• [Passage to read]
You may be asking yourself, what does math have to do with the Super Bowl? Lots, actually! Even if you just watch for the commercials, it’s more fun if you also understand what’s going on in the game. If nothing else, you can impress the bar with some truly random trivia. Obviously this isn’t a comprehensive guide to all things related to American football, but hopefully it’ll make the game a bit more fun.
The basics: The first Super Bowl was played on January 15, 1967. This year’s contest, Super Bowl XLVI, is between the NFC champion New York Giants and the AFC champion New England Patriots. The Giants have won 3 of their 4 previous Super Bowl appearances, including their most recent one in 2008 in which they defeated the Patriots 17-14. The Patriots have won three Super Bowls out of six total appearances, all within the last ten years and all with current quarterback Tom Brady. The game will be played in Indianapolis at Lucas Oil Stadium. Unlike in most sports championships, there is no true home team in the Super Bowl; rather, the AFC team is designated the home team in even years and the NFC team is the home team in odd years. The venue is selected several years in advance of the game and no team has ever played a Super Bowl in their own stadium (though it is possible for a host team to compete in the Super Bowl, it just hasn’t happened yet). Traditionally only stadiums in warm climates or that have domes or retractable roofs have been selected to host the championship game, but this will finally change in 2014 when the new MetLife Stadium in East Rutherford, New Jersey, hosts the game. (Insert rant about how the corporate sponsors and people rich enough to afford Super Bowl tickets don’t want to have to freeze their butts off to watch the game, whereas True Fans know that the best games are played in really shitty weather.)

• [What to do]
Please restate the Super Bowl text from "You may be asking" to "bit more fun.", replacing "commercials" with "halftime show".

• [Data]
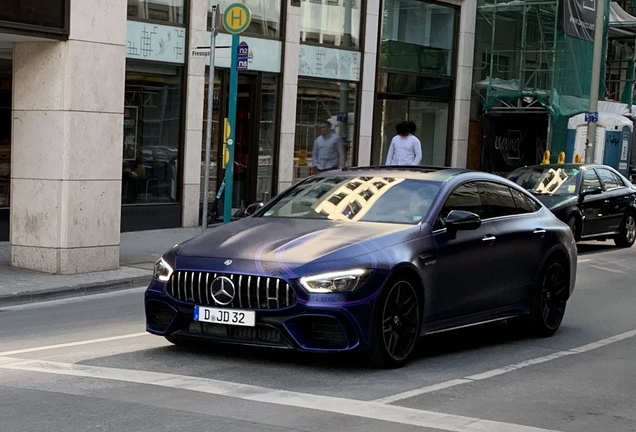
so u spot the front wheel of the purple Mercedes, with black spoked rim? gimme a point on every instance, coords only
(396, 325)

• [Output of the task]
You may be asking yourself, what does math have to do with the Super Bowl? Lots, actually! Even if you just watch for the halftime show, it’s more fun if you also understand what’s going on in the game. If nothing else, you can impress the bar with some truly random trivia. Obviously this isn’t a comprehensive guide to all things related to American football, but hopefully it’ll make the game a bit more fun.